Please mark each statement yes or no against the Imperial Flood interview, quoting the words that decide it: (a) the album was recorded over a short period, (b) the album draws on drum and bass from the late 1990s, (c) the release is scheduled for April.

| SUPPLIED TEXT |
--- start ---
Due for release this April on his and Mumdance’s Different Circles imprint, Logos serves a self-described “exploration of dark and altered pastoral material”. Citing influence from evocative and post-apocalyptic writings from Jeff VanderMeer and J.G. Ballard, Logos blends these muses into a hypnotic, tempered piece of musical narrative.
In conjunction with the music’s thematic qualities, Imperial Flood delves into the musical spheres of drum and bass of the late ’90s, experimental computer music and electro-acousmatic composition.
We caught up with the highly regarded producer to speak about the album’s creation and more.
Imperial Flood is a much darker, spacey album than your previous release, is this a direction that you chose to explore or was it based on feeling and intuition?
I think it’s partially deliberate. It doesn’t reflect a short period of time, I recorded it over a long period, using a sort of timeline method. I like to work slow as to create something intended.
Your musical output is perpetually evolving. Do you constantly search for new ways or methods to generate new material?
--- end ---
| MATERIAL |
--- start ---
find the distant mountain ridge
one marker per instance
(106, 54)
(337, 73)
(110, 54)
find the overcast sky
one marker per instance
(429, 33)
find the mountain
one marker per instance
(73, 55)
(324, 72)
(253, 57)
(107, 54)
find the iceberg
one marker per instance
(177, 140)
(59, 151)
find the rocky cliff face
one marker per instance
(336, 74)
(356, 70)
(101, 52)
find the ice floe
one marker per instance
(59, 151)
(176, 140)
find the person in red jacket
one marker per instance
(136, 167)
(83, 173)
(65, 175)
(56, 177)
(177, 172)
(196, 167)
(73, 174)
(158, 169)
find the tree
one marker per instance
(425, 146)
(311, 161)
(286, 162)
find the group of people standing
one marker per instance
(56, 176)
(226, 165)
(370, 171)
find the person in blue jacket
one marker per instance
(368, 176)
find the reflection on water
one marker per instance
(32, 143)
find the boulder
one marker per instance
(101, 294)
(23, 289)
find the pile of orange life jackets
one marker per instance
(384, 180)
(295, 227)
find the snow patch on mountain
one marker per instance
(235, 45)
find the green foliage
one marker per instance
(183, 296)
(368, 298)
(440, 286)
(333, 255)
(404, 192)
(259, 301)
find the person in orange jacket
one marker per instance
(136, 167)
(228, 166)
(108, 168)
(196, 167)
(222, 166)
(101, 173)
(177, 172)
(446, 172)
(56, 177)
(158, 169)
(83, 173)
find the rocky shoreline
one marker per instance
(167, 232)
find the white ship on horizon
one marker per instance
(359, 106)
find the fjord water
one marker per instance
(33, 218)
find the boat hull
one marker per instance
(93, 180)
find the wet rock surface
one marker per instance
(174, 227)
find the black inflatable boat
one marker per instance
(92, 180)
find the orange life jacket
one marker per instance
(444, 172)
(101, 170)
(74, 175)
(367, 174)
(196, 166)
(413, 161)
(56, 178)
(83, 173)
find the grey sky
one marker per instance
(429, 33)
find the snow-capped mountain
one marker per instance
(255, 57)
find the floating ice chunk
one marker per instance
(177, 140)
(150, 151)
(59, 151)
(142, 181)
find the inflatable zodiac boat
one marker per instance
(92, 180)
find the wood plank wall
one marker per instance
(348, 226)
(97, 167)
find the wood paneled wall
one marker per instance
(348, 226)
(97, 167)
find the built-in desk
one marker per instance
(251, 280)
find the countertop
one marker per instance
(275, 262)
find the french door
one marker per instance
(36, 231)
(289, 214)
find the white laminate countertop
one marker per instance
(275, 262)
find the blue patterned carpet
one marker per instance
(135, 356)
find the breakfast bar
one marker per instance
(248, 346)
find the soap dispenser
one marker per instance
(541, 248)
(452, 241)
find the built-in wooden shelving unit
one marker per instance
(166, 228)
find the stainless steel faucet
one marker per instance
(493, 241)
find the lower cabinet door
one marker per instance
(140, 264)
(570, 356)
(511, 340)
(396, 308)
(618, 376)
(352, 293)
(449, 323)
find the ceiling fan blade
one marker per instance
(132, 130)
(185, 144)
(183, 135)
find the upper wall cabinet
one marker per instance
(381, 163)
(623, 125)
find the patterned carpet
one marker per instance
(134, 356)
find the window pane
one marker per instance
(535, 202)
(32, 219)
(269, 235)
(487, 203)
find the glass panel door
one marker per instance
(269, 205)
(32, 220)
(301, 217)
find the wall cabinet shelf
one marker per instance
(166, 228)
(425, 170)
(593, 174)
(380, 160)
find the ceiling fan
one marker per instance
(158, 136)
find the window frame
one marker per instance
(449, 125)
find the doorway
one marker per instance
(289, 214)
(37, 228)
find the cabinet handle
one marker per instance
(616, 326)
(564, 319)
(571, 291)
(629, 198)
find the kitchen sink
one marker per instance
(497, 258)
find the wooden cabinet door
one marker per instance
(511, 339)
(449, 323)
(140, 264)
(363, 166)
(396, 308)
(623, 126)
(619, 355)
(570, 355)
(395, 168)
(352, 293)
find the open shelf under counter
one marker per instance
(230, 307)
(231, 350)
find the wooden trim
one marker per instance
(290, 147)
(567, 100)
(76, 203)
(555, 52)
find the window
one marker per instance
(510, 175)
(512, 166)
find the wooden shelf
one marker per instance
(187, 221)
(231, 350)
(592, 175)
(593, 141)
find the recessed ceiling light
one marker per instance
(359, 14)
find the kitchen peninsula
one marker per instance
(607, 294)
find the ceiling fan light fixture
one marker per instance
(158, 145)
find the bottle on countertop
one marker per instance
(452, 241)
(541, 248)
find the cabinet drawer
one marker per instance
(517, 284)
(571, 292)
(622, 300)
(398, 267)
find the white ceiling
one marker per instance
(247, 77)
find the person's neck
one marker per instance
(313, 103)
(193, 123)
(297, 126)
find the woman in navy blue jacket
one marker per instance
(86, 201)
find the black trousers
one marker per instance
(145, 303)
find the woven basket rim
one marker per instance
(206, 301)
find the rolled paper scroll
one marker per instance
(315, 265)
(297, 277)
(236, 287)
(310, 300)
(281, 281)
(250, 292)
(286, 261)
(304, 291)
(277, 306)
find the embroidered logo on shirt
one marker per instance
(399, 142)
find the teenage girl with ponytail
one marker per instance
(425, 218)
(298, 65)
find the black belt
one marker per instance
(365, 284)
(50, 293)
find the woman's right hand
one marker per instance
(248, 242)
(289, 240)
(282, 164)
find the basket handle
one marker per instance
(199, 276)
--- end ---
| EXERCISE RESPONSE |
(a) No: "I recorded it over a long period"
(b) Yes: "delves into the musical spheres of drum and bass of the late ’90s"
(c) Yes: "Due for release this April"